## The exercise
In the scroll pump extract, condense the paragraph beginning "In consideration of these potential problems" into a short bulleted list that keeps its main facts.

## Extract
For instance, the tolerances of dimensions of various components of scroll pumps that employ non-energized tip seals must be maintained within narrow ranges to ensure proper sealing of the tip seal without excessive compression of the seal. More specifically, in a compressor type of scroll pump, forces generated by the compressed gas act on the tips seals to force them towards the opposing plate, i.e., to in effect energize the tip seals. However, in a vacuum type of scroll pump, the tip seals operate in an environment of minimal absolute pressures. Therefore, there is little, if any gas pressure to energize the tip seals, especially at the outer wraps of the scroll blades where the greatest vacuum levels exist. Accordingly, the axial dimensions and alignment of parts constituting the head assembly must be precise to ensure that any gaps between the solid tips seals and the opposing scroll plates are minimal. If, on the other hand, the tip seals are compressed too much between the scroll blades and the opposing scroll plates, the resulting friction and heat can overload and damage parts of the pump such as the bearings of the drive mechanism.
In consideration of these potential problems in a vacuum type of scroll pump, a prior art technique uses shims to control the relative axial positions of components of the head assembly of the pump. For example, a shim having a thickness of 0.001″ may be inserted into a bearing train of the drive mechanism to reduce the gap between the tip seals and the opposing scroll plates by 0.001″. However, if the use of this particular shim does not result in a satisfactory performance and/or gives rise to excessive friction, the pump has to be disassembled and the shim has to be replaced with a shim of a different thickness. Then the pump has to be re-assembled and tested again. Thus, this trial and error technique may be onerous and time consuming.

SUMMARY OF THE INVENTION

The present invention is provided to overcome one or more of the problems, disadvantages and/or limitations presented by the use of solid, i.e., non-energized, type of tip seals in scroll pump.
An object of the present invention is to provide a scroll pump in which the axial disposition of the tip seal(s) of the pump can be adjusted easily.
A more specific object of the present invention is to provide a scroll pump in which the axial disposition of the tip seal(s) of the pump can be adjusted without having to disassemble at least any of the significant parts of the pump head assembly of the pump.
Still another object of the present invention is to provide a scroll pump having means by which the tip seal(s) of the pump can be axially displaced from the outside of the pump head using a tool, i.e., manually.

## Entries provided
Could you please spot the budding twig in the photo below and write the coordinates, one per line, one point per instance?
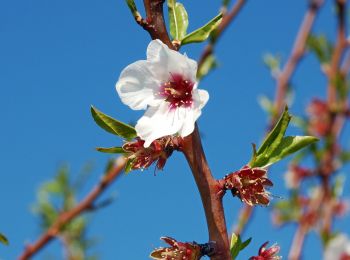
(65, 217)
(295, 56)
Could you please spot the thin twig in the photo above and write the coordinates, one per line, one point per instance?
(226, 21)
(282, 83)
(295, 57)
(65, 217)
(155, 19)
(326, 167)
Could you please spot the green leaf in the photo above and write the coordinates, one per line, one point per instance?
(115, 149)
(275, 146)
(112, 125)
(273, 62)
(236, 245)
(271, 141)
(202, 33)
(267, 105)
(208, 64)
(275, 136)
(245, 244)
(178, 20)
(132, 6)
(321, 47)
(290, 145)
(128, 166)
(3, 239)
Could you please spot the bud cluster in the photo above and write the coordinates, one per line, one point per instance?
(249, 184)
(158, 152)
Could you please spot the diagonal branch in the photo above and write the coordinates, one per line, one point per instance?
(282, 84)
(208, 188)
(65, 217)
(226, 21)
(295, 56)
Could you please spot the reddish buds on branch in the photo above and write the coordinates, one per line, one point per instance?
(248, 184)
(267, 253)
(177, 250)
(158, 152)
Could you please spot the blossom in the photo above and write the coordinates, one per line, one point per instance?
(249, 184)
(338, 248)
(165, 85)
(267, 253)
(177, 251)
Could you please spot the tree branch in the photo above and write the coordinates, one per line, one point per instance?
(156, 24)
(208, 188)
(226, 21)
(295, 56)
(65, 217)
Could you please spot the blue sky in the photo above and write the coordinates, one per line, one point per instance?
(59, 57)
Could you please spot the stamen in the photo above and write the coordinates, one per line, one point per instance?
(177, 91)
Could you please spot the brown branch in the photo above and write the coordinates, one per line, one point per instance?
(208, 188)
(226, 21)
(155, 19)
(326, 167)
(282, 84)
(65, 217)
(295, 56)
(243, 219)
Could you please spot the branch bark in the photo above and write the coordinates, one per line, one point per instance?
(295, 56)
(65, 217)
(156, 24)
(208, 188)
(226, 21)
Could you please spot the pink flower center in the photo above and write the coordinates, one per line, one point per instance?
(177, 91)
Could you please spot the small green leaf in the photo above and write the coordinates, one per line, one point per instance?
(112, 125)
(275, 136)
(290, 145)
(208, 64)
(245, 244)
(267, 105)
(178, 20)
(202, 33)
(321, 47)
(234, 239)
(132, 6)
(128, 166)
(271, 141)
(115, 149)
(3, 239)
(235, 245)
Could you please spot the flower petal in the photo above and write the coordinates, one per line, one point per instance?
(200, 98)
(137, 86)
(158, 122)
(164, 61)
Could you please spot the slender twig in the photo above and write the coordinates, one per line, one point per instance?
(295, 57)
(282, 84)
(326, 167)
(155, 19)
(65, 217)
(226, 21)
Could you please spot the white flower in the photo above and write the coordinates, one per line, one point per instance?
(338, 248)
(164, 84)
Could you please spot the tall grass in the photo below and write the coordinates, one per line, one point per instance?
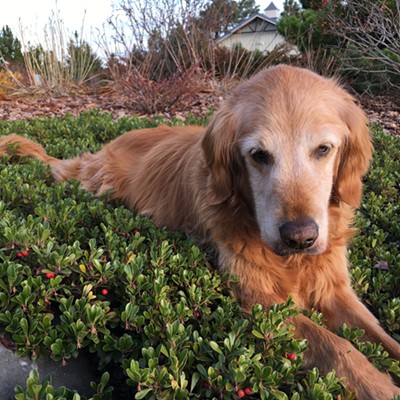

## Answer below
- A prior art technique for vacuum scroll pumps uses shims to control the relative axial positions of components of the pump's head assembly.
- For example, a 0.001″ shim inserted into a bearing train of the drive mechanism reduces the gap between the tip seals and the opposing scroll plates by 0.001″.
- If the performance is unsatisfactory or the friction is excessive, the pump must be disassembled and the shim replaced with one of a different thickness. The pump is then reassembled and tested again.
- This trial-and-error technique can be onerous and time consuming.